━━━ EXERCISE DATA ━━━

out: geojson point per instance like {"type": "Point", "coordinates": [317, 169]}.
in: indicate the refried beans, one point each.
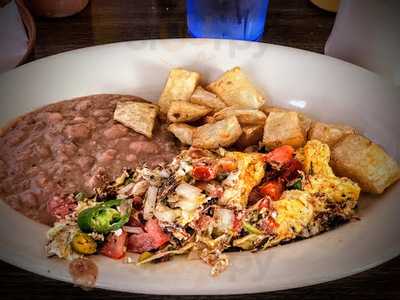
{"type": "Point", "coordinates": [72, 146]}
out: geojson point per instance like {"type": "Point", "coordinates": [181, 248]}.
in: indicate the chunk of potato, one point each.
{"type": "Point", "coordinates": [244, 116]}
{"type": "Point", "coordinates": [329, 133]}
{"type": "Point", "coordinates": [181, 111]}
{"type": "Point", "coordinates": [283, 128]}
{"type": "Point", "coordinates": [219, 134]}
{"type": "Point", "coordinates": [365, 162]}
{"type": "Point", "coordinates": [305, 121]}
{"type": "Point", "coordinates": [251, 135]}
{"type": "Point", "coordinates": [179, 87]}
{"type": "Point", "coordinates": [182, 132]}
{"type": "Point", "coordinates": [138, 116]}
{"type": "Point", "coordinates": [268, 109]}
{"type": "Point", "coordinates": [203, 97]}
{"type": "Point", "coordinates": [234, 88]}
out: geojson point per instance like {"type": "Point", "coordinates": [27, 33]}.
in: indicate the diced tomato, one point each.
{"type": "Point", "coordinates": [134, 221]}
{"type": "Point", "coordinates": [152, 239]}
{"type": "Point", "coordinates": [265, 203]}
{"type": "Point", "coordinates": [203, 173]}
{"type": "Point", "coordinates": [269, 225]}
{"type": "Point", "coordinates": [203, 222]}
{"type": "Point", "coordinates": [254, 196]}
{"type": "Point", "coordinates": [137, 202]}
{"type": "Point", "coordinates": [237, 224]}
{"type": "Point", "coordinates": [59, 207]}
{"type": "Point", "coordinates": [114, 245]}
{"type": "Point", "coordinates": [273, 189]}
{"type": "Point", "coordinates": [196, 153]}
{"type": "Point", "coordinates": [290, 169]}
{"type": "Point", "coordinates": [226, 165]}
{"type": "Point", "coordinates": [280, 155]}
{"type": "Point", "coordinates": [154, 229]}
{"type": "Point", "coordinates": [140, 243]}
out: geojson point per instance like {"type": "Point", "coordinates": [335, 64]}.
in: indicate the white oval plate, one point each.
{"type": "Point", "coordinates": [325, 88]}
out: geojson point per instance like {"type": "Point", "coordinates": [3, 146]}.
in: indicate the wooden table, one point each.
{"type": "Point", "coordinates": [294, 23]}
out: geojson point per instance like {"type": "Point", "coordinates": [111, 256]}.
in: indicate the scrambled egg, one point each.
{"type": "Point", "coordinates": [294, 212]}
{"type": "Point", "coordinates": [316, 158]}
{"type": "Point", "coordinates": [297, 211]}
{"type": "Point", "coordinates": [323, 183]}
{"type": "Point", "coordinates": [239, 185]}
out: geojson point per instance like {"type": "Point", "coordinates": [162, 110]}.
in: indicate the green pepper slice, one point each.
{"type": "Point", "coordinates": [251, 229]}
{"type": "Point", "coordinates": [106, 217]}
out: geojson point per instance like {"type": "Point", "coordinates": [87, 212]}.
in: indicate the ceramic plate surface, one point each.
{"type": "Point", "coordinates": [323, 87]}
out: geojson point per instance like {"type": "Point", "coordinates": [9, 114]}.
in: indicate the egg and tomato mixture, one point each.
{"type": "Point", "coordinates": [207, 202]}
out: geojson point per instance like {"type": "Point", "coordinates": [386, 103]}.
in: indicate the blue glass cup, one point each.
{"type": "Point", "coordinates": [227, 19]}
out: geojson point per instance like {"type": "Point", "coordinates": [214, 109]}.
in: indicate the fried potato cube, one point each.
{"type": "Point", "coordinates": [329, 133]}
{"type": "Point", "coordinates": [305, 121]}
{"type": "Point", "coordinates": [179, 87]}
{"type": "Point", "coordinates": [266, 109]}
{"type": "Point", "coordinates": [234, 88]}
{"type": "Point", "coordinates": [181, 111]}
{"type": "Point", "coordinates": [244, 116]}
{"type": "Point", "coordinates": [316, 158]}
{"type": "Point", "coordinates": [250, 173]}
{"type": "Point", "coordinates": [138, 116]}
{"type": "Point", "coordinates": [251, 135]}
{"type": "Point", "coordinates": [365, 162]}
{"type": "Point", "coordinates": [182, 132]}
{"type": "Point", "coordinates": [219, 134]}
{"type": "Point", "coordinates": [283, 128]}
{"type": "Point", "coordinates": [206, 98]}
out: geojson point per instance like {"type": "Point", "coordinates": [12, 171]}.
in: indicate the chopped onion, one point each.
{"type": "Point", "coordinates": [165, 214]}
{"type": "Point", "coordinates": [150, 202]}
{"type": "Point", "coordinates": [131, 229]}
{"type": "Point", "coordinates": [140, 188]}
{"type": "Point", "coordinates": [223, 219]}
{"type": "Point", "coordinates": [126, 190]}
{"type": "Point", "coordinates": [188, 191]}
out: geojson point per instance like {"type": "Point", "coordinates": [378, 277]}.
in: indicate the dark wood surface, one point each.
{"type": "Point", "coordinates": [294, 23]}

━━━
━━━ EXERCISE DATA ━━━

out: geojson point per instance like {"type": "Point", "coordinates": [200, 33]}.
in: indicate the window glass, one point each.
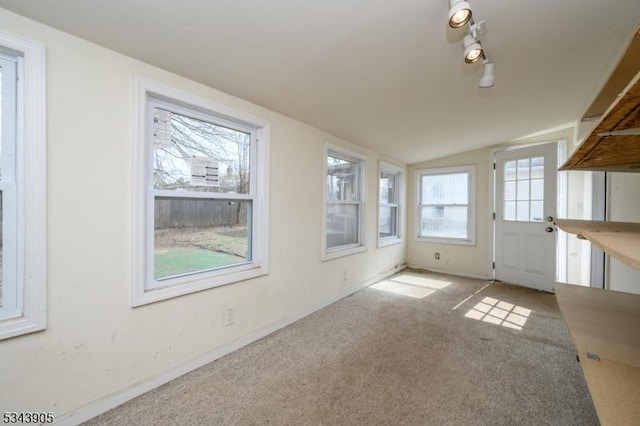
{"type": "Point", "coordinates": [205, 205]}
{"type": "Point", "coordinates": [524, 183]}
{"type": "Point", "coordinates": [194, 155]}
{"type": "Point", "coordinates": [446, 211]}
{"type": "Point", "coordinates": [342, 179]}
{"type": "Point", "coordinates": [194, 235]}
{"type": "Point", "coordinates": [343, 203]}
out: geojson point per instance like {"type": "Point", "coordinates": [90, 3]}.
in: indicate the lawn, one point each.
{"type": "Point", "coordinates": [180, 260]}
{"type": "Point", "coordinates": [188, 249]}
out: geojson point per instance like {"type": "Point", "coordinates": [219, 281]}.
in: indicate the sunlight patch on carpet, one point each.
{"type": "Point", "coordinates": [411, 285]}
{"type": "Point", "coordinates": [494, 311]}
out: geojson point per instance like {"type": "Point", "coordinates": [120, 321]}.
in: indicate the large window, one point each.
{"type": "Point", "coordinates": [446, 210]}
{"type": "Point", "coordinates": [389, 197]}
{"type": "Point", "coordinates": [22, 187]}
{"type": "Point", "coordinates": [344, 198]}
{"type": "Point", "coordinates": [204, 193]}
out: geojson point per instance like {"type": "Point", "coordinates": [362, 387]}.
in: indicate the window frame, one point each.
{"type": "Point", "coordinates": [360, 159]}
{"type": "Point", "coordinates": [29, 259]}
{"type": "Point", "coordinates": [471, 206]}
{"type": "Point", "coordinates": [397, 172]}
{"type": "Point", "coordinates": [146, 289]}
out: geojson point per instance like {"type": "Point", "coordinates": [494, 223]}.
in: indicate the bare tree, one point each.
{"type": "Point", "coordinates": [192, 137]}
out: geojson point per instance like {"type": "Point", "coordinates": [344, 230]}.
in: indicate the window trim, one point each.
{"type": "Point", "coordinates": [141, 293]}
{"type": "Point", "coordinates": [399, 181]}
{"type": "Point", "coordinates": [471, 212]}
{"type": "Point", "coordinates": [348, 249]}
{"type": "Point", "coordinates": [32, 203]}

━━━

■ TASK PROMPT ■
Please gather every line in the entries above that contains the word "window". Case matters.

■ SOLUTION BELOW ■
in: indicate the window glass, one point each.
in: indicate the large window, one point each.
in: indicate the window frame, one point each.
in: indicate the window trim, one point each.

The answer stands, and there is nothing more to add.